● **WORK ITEM**
In the records below, find the line that contains "Exercise. Identify the blue", then transcribe it and every later line exactly, stopping at the final line.

── GIVEN RECORDS ──

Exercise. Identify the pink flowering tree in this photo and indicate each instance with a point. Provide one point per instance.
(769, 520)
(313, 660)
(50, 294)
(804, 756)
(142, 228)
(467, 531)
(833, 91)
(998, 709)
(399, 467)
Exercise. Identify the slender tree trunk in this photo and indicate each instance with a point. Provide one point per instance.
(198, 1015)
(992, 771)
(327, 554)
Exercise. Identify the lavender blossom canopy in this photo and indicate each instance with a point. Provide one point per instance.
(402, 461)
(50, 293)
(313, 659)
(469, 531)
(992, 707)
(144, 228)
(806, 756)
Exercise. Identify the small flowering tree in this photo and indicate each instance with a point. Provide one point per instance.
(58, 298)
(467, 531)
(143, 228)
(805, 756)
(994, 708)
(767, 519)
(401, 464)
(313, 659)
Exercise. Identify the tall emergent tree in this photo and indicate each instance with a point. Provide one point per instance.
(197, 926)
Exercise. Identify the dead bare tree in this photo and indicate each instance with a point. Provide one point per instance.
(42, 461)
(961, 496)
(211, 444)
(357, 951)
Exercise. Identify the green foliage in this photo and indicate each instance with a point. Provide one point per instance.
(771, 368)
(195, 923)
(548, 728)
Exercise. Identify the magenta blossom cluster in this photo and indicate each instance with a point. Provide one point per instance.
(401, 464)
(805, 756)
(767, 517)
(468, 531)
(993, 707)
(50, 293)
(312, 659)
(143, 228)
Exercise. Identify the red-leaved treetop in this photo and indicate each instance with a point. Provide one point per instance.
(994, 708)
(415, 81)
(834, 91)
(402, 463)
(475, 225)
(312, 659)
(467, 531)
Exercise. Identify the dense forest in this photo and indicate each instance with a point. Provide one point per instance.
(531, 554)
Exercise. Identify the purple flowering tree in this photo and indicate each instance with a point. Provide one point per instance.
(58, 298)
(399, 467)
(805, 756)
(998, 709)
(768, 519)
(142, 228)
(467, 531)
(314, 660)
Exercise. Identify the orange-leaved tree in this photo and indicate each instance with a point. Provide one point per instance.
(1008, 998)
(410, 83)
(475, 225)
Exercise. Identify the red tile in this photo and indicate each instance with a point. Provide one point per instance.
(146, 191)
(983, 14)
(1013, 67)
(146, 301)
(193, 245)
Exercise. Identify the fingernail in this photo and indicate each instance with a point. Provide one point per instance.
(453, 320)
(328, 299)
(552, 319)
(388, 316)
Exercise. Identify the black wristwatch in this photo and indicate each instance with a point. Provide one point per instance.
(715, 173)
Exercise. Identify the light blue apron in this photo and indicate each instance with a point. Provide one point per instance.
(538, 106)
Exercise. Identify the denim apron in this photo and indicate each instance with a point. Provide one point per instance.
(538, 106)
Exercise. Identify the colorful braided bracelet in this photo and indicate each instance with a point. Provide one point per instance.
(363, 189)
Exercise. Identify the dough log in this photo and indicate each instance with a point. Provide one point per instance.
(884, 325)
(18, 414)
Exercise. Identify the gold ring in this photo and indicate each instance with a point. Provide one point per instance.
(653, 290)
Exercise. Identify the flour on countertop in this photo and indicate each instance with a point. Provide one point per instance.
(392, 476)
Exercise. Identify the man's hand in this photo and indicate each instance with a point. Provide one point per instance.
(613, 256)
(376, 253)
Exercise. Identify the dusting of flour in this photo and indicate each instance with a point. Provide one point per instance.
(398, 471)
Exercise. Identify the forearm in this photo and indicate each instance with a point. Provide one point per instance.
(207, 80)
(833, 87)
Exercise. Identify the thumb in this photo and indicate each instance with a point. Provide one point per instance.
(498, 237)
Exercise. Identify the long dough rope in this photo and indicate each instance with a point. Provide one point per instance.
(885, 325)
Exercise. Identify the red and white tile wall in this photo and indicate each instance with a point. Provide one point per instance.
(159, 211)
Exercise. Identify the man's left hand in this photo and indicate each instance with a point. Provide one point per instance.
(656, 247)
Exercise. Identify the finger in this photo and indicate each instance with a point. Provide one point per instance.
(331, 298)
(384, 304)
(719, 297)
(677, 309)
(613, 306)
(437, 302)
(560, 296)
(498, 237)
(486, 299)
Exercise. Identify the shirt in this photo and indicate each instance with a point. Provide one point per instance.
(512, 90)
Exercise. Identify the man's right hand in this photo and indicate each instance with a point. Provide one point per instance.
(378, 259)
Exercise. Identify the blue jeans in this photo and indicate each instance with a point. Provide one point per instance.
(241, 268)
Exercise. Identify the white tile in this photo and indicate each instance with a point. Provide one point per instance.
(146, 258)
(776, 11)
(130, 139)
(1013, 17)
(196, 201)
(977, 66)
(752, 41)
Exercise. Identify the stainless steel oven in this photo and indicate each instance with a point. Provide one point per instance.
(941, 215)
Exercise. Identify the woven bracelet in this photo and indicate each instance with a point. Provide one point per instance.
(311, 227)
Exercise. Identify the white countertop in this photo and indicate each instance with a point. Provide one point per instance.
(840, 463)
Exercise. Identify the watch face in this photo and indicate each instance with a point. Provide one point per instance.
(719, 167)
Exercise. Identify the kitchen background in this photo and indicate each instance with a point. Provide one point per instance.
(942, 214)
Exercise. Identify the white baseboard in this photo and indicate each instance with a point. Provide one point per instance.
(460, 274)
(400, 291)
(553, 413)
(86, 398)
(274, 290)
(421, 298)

───

● **ANSWER**
Exercise. Identify the blue jeans in this photo and indicate each instance with a point. Provide one point per instance.
(241, 268)
Exercise. Identify the white tile in this photo and indicate each instance with a point. Provide one point per instance.
(146, 258)
(776, 11)
(130, 139)
(1013, 17)
(196, 201)
(977, 66)
(752, 41)
Exercise. Identify the stainless steel oven in this photo and indicate each instance with a point. Provide one point per instance.
(941, 215)
Exercise. Identify the woven bracelet in this photo and indicate each instance with a point. Provide one point per instance.
(311, 227)
Exercise. Identify the white countertop in this photo and indicate each instance with a point. Provide one point per instance.
(840, 463)
Exercise. Identify the watch face in this photo and indicate each instance with a point. Provide one point per instance.
(719, 167)
Exercise. Identify the kitchen background in this photo and indicate each instance with a point. Provide one point per instance.
(942, 214)
Exercise. Identify the white baseboard in this photo and indicate each instance with a point. Provide one point per instance.
(460, 274)
(400, 291)
(553, 413)
(86, 398)
(274, 290)
(421, 298)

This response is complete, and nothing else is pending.